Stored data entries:
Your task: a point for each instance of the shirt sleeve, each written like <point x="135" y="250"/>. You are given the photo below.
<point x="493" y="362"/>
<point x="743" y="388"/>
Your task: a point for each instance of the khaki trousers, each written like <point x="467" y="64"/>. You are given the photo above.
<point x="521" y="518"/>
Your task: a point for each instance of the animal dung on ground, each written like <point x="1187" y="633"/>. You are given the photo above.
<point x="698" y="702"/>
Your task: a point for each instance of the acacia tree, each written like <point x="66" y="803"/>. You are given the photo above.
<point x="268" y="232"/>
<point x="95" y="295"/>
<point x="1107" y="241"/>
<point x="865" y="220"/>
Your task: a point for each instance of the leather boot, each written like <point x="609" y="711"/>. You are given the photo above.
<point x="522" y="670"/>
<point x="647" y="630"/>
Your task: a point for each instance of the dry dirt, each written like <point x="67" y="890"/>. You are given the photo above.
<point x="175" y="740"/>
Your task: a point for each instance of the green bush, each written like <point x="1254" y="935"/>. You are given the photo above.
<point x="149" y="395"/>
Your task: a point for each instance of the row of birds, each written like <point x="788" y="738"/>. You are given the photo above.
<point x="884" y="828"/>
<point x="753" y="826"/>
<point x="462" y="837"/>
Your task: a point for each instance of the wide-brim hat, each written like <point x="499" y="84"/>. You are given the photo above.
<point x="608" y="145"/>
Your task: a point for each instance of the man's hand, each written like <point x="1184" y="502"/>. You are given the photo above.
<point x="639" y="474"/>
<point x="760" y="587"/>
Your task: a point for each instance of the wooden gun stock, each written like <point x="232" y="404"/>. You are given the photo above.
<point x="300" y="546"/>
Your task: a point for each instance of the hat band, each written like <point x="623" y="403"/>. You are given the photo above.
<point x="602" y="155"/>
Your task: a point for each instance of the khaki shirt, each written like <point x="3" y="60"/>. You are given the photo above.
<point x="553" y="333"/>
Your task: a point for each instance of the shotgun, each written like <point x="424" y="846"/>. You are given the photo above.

Exercise prompt: Down to the last line, restate the records exactly.

Answer space:
Your task: a point for each instance of the shirt sleeve, each written like <point x="135" y="250"/>. You are given the photo below.
<point x="493" y="362"/>
<point x="743" y="388"/>
Your task: a point for each instance of the khaki trousers, each written like <point x="467" y="64"/>. You are given the photo above.
<point x="521" y="518"/>
Your task: a point for each instance of the animal dung on ground, each written like <point x="1187" y="633"/>. You are given the photo above.
<point x="698" y="702"/>
Your task: a point for each instance of the acacia tree, each written like <point x="66" y="803"/>. You are given the photo above.
<point x="268" y="232"/>
<point x="95" y="295"/>
<point x="1107" y="241"/>
<point x="865" y="220"/>
Your task: a point for each instance of the leather boot, each written like <point x="609" y="711"/>. You are given the photo above.
<point x="522" y="670"/>
<point x="647" y="630"/>
Your task: a point for each instance of the dry dirt, each written like <point x="67" y="890"/>. You are given the photo above.
<point x="175" y="740"/>
Your task: a point for each instance of the green bush, each written like <point x="1254" y="935"/>. You are given the photo above.
<point x="149" y="395"/>
Your task: a point for each instance of the row of birds, each written like <point x="788" y="738"/>. You are given the photo above.
<point x="884" y="828"/>
<point x="753" y="826"/>
<point x="462" y="837"/>
Your task: a point for each instance of the wide-brim hat, each written like <point x="499" y="84"/>. You are given the photo above.
<point x="608" y="145"/>
Your task: a point for each instance of the man's hand, each written like <point x="1184" y="502"/>. You are given the photo above.
<point x="639" y="474"/>
<point x="760" y="587"/>
Your task: a point for each instance of the wooden gun stock, each written like <point x="232" y="404"/>. You are given the photo above.
<point x="300" y="546"/>
Your task: a point for each instance of the hat band, each written like <point x="623" y="403"/>. You are given the photo above.
<point x="602" y="155"/>
Your task: a point for each instance of the khaki shirt, each written like <point x="3" y="60"/>. You are given the photo above.
<point x="553" y="333"/>
Your task: a point for each instance of the shotgun, each written like <point x="424" y="846"/>. You are given the photo above.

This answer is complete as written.